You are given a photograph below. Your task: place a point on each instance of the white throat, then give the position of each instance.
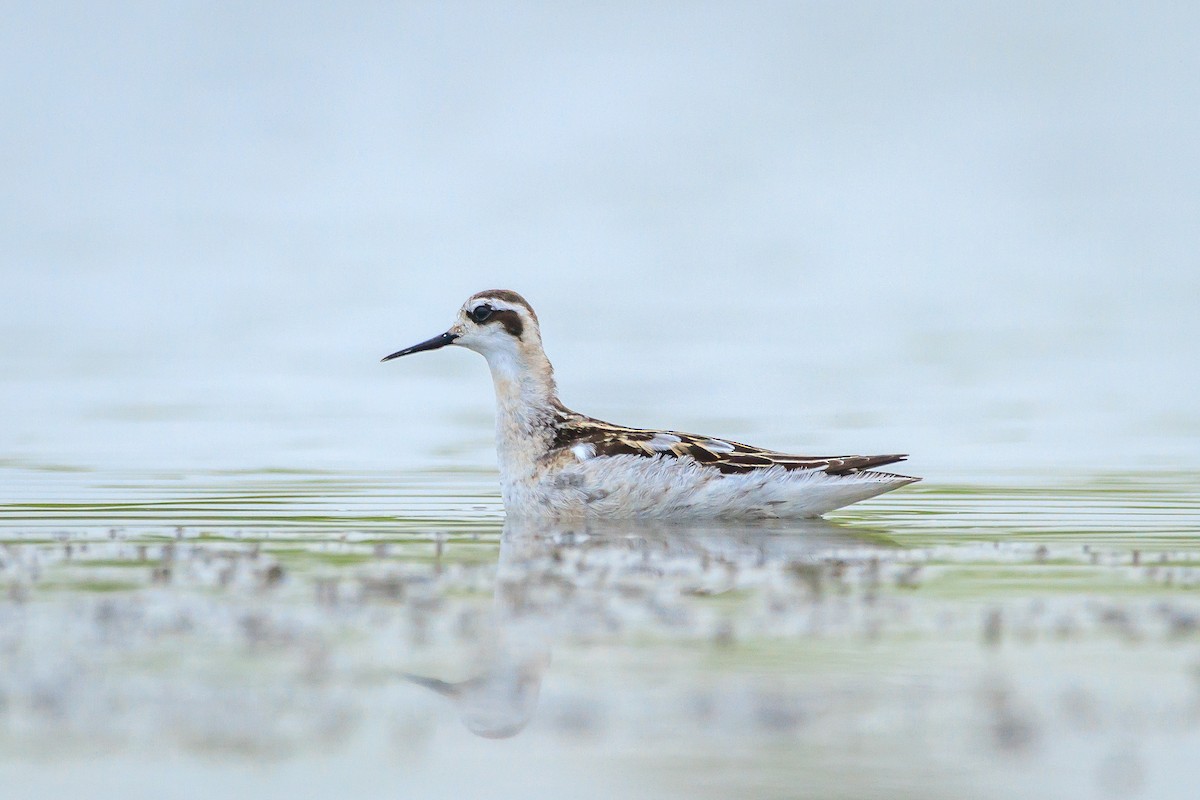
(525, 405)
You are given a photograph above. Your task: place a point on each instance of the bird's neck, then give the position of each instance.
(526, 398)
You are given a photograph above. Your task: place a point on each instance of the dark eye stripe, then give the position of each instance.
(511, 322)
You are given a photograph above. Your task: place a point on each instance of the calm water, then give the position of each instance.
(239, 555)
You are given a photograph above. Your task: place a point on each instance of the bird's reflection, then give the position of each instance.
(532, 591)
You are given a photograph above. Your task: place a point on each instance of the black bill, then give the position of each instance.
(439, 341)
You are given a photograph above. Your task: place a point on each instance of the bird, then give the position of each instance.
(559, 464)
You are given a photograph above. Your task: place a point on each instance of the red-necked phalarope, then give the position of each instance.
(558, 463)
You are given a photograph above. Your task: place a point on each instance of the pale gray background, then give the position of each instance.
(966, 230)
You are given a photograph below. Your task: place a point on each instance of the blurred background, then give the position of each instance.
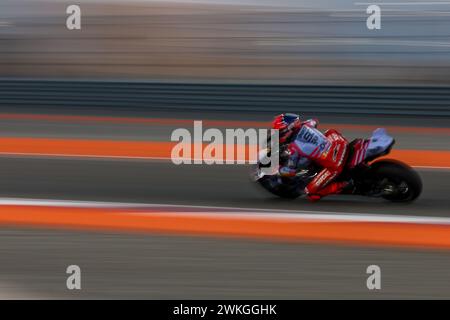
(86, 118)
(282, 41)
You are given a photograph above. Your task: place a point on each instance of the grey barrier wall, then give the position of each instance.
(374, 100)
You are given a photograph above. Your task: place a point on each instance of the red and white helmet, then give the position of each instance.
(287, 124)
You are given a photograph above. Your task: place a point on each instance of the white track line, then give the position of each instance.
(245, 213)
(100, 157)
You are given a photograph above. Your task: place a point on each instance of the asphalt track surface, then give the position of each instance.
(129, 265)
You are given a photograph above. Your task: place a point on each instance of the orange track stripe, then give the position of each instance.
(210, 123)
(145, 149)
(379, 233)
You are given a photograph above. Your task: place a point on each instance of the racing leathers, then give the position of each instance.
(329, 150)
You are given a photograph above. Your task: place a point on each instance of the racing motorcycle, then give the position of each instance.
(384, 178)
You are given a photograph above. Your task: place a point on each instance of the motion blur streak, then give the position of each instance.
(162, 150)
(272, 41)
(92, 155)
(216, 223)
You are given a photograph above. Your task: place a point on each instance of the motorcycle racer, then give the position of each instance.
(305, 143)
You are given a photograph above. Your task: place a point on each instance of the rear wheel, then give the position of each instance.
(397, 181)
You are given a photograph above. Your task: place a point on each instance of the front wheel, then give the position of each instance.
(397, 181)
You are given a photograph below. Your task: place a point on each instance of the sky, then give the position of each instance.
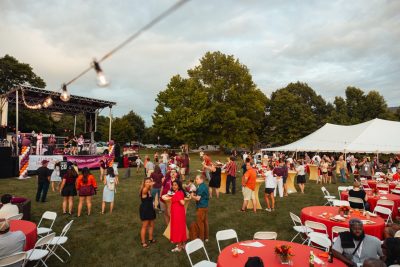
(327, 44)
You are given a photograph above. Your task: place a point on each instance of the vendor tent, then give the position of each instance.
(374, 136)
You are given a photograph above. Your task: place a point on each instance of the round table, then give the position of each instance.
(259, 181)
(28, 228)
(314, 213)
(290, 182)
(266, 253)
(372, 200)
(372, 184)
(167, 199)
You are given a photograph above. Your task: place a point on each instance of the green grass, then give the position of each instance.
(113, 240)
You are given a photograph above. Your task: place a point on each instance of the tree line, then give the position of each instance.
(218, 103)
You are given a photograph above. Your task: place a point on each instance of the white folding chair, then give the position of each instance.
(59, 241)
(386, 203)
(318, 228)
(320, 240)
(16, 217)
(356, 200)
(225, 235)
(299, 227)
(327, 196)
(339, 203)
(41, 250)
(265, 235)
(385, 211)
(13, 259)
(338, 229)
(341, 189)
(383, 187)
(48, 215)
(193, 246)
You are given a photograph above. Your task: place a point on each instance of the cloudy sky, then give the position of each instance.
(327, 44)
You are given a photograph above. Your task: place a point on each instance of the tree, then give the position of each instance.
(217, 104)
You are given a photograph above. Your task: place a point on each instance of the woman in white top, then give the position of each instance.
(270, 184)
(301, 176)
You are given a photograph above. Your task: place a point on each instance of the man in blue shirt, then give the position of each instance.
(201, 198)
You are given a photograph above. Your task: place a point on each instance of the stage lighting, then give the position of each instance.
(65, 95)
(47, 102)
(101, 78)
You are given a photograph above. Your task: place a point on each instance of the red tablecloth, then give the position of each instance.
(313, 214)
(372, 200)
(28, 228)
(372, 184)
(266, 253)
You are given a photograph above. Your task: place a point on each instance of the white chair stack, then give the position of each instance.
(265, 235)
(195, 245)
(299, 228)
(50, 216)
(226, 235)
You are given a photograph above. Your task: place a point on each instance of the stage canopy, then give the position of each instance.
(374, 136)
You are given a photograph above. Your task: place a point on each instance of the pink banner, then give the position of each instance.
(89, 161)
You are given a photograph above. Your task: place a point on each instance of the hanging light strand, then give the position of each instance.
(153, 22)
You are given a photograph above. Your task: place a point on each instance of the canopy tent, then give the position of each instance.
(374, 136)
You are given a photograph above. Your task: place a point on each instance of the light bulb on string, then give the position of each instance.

______

[Instructions to follow]:
Copy out the lines above unchanged. Skip the images.

[Output of the task]:
You are given a photograph below. Your task: place a point on each instance of the white throat, then give the position of each instance.
(525, 405)
You are given a photograph above. Your task: place a point on each instance of the bird's neck, then give the position of each instance.
(526, 398)
You are given a photograph above. Your task: place a point on each instance of the dark eye stripe, then give the position of each instance.
(511, 322)
You are given a photograph above. Your task: place a point on each instance of the calm water, then give the position of each instance.
(239, 555)
You are given a photograph above. Your task: place a point on each instance of the bird's reflection, then give the position of each instance.
(532, 591)
You are given a photograph above. Your task: place a point on each instance of the black bill, then give the position of each instance.
(439, 341)
You are given a photograph above. Your task: place a point on each instance of the bird, then give the position of each instance.
(559, 464)
You are given a photograph above. Your task: place a point on each instance of the red-necked phalarope, then give the position of each instance.
(558, 463)
You are given a photograph above. Your task: place a point on each instance of the pale gray background, then give the position of each instance.
(966, 230)
You are given a photograph below. Your task: place a point on each instance of the blurred background, then give the position of each instance.
(86, 118)
(282, 41)
You are given a photograph above. Your task: place a point on each instance of the grey barrier wall, then give the position of each instance.
(374, 100)
You are given a photograph above. Your task: place a point on each instance of the red and white helmet, then give the position of each instance.
(287, 124)
You are given a photograph above. Your task: place a point on each instance of the white track line, then give the position of each instance.
(245, 213)
(100, 157)
You are given a photograph above. Your task: place a point on each instance of the asphalt track surface, then give the position of each instance.
(129, 265)
You are given a photograph above. Your task: place a point on each instance of the orange track stripe, then give the position of each instance.
(210, 123)
(145, 149)
(379, 233)
You are given a photograph above. Your task: place a point on each instance of the racing leathers, then give the position of each instance.
(329, 150)
You are given a photograph above. Your task: place a point on each instance of the racing motorcycle, then give the position of each instance.
(384, 178)
You are given a photograph above. Your task: place a point on each instance of the motion blur streak, then give the position of each instance.
(162, 150)
(272, 41)
(92, 155)
(216, 223)
You are given a photograph above. Your task: place a point on each instance of the motorcycle racer, then give the position of each instance.
(305, 143)
You are given a photograph above. Your task: place a point on each instance of the rear wheel, then give the position of each instance.
(397, 181)
You are given a photograph above. Your task: place a point on each instance of the front wheel, then give the position of each instance.
(397, 181)
You are given a photograph below. Your task: place a point on each instance of the sky, then give the position of each instance.
(327, 44)
You are given a photograph above. Your task: place a point on each instance of the vendor tent, then give the position of each instance.
(374, 136)
You are given a photograph above. Your task: place a point on each instance of the round table, then give the position of each instance.
(259, 181)
(28, 228)
(314, 213)
(290, 182)
(266, 253)
(372, 200)
(372, 184)
(167, 199)
You are given a photograph above. Your task: place a point on each instance of the green grass, then give the position of each instance.
(113, 240)
You are given a photograph above. Your task: place a point on each instance of the tree line, then give the position of each instance.
(218, 103)
You are given a photograph above. Your task: place a point on each instance of the white folding chair, then give the position of each instance.
(59, 241)
(386, 203)
(318, 228)
(320, 240)
(16, 217)
(356, 200)
(225, 235)
(299, 227)
(327, 196)
(339, 203)
(41, 250)
(265, 235)
(385, 211)
(13, 259)
(338, 229)
(341, 189)
(383, 187)
(48, 215)
(193, 246)
You are given a photograph above. Your task: place a point on each instance of the cloudy sky, then give the position of each instance.
(327, 44)
You are given a photograph above. Your task: place a point on each instance of the tree, then give the position of each instance.
(217, 104)
You are given a photograph above. Your task: place a point on each instance of the woman in white top, then give the position of each instance.
(270, 184)
(301, 176)
You are given a photograph above. Your task: place a point on each instance of the man in blue shirt, then give the position of each instance.
(201, 198)
You are given a photograph above. Your task: place a point on each instance of the stage lighting, then give the position of each instance.
(65, 95)
(47, 102)
(101, 78)
You are given a photograph above. Your task: place a point on each instance of the red tablecloth, then give the position of each instance.
(313, 214)
(372, 200)
(28, 228)
(372, 184)
(266, 253)
You are given a photograph above. Your task: place a point on each instance of the white chair stack, then give the position of each instance.
(265, 235)
(195, 245)
(299, 228)
(50, 216)
(226, 235)
You are given a photograph above. Your task: place a point on each instance of the stage canopy, then give the position of each instance.
(374, 136)
You are given a photograph above. Your task: place a point on each instance of the pink banner, then give the position of each instance.
(89, 161)
You are given a photograph above. Your task: place a point on each instance of the hanging light strand, then give the position of each instance.
(153, 22)
You are given a photograph above. Your task: place a point on each instance of the canopy tent, then give the position of each instance.
(374, 136)
You are given a photograph above. Your task: place a point on each instance of the light bulb on string, then give the position of each instance.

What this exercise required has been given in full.